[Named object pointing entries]

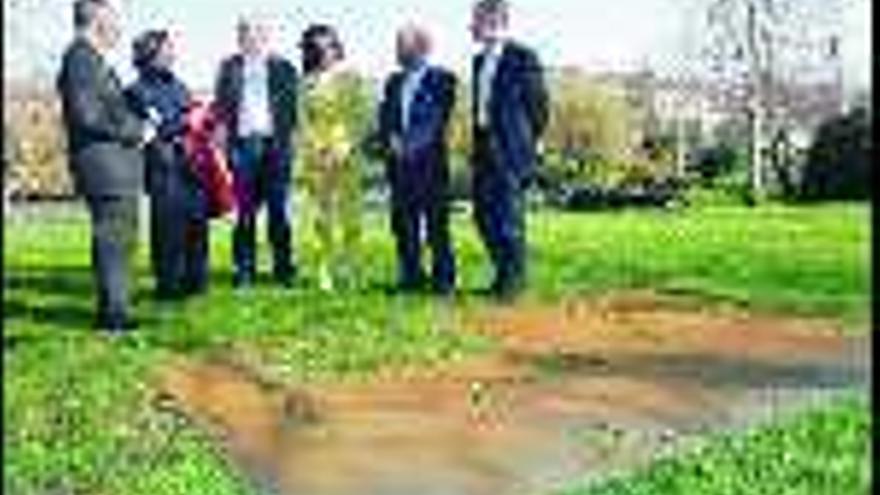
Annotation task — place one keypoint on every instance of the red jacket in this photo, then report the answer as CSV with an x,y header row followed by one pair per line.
x,y
207,159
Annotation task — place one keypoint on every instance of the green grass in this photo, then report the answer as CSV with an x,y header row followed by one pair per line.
x,y
820,452
75,415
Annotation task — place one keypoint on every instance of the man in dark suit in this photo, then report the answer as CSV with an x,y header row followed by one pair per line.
x,y
256,95
104,140
509,116
414,117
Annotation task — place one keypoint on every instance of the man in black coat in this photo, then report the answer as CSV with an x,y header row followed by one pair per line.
x,y
509,116
256,94
414,117
104,140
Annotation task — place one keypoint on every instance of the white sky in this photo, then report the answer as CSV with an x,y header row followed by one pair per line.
x,y
597,35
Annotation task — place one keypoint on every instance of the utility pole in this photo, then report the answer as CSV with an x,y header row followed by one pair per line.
x,y
755,101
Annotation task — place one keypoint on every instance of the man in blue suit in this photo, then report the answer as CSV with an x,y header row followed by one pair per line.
x,y
256,94
414,117
509,116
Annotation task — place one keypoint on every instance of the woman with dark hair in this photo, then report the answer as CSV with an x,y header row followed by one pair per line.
x,y
178,206
334,113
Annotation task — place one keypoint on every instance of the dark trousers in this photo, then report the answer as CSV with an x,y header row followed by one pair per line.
x,y
261,169
499,212
419,210
178,245
114,222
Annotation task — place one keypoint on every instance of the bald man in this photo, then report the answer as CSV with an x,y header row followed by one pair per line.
x,y
414,119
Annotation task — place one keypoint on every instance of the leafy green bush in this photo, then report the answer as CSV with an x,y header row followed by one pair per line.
x,y
839,161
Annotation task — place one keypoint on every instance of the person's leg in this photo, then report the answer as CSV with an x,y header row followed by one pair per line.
x,y
437,212
197,256
243,160
405,223
170,228
277,160
114,240
509,222
485,216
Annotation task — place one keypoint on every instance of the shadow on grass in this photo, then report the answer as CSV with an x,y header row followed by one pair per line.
x,y
51,296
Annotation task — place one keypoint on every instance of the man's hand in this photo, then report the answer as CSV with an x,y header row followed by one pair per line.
x,y
397,149
153,116
149,134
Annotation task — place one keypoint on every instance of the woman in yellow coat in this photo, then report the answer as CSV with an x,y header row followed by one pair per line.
x,y
334,114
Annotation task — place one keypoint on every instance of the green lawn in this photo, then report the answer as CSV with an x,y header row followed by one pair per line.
x,y
74,414
822,452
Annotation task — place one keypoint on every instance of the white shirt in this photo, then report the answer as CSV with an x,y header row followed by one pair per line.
x,y
411,84
485,81
255,114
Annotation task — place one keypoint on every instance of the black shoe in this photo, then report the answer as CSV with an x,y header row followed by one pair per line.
x,y
286,279
409,287
240,281
443,290
116,325
168,295
506,291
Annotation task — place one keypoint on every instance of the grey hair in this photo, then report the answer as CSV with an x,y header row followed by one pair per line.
x,y
501,7
85,11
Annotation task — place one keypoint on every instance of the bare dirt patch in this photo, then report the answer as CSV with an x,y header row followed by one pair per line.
x,y
583,386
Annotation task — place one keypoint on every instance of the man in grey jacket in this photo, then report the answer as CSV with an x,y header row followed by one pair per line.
x,y
104,141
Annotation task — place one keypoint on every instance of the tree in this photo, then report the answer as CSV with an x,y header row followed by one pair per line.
x,y
758,47
839,161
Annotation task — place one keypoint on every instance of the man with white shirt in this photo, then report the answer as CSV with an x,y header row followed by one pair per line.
x,y
414,120
256,94
509,116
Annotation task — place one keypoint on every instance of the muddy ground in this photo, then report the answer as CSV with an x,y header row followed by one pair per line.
x,y
577,389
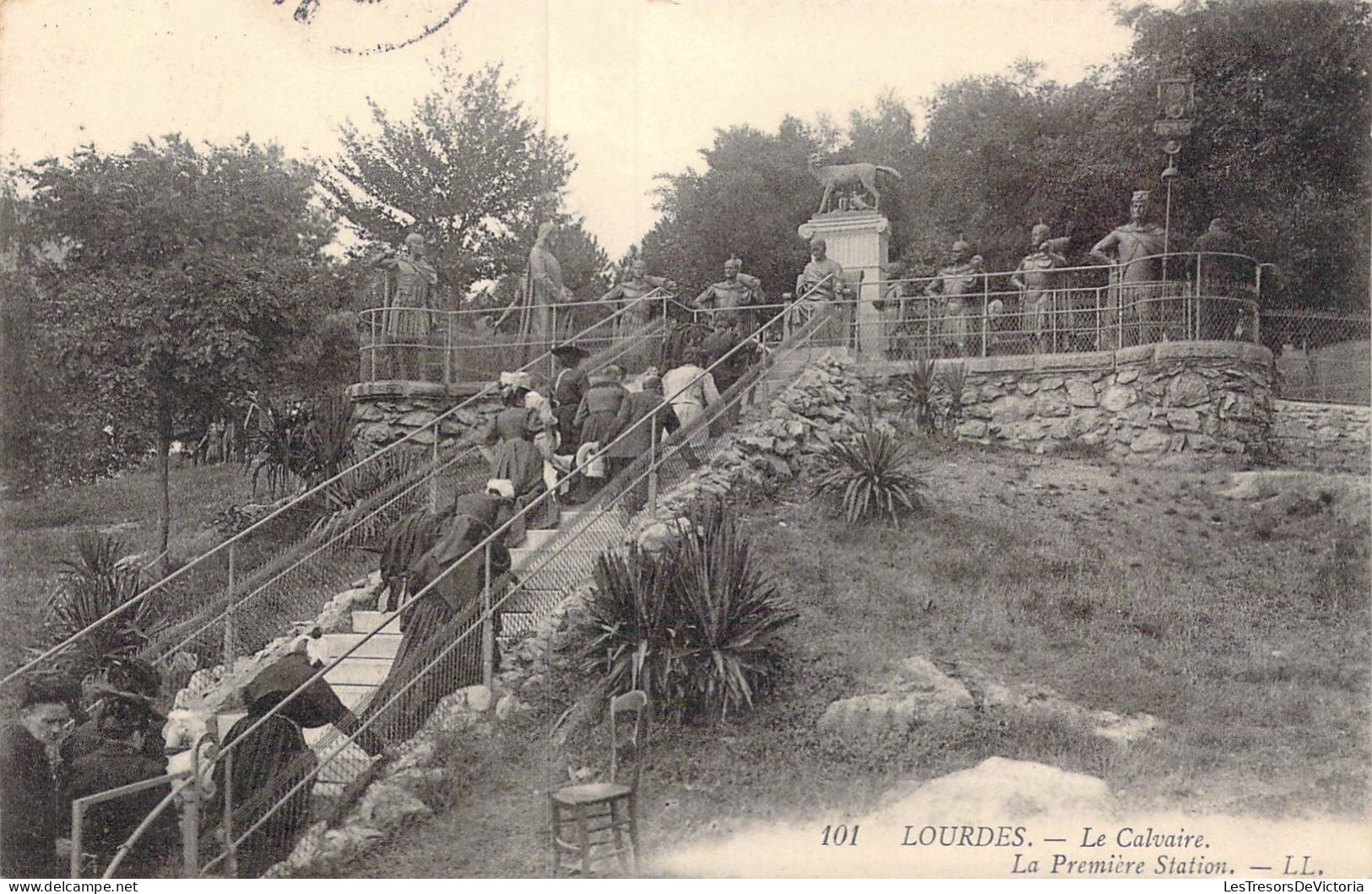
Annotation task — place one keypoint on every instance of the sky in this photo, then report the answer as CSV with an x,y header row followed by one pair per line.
x,y
638,87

** Directive **
Write out again every line of the entries from the one containing "instance of the sky" through the end of the entries, adding 133 to each coordinate value in the answers.

** Complete output **
Annotation task — place one keypoint on every instance of the sky in this photo, then report the answer as CSV with an x,y header row followed by one pair per line.
x,y
771,220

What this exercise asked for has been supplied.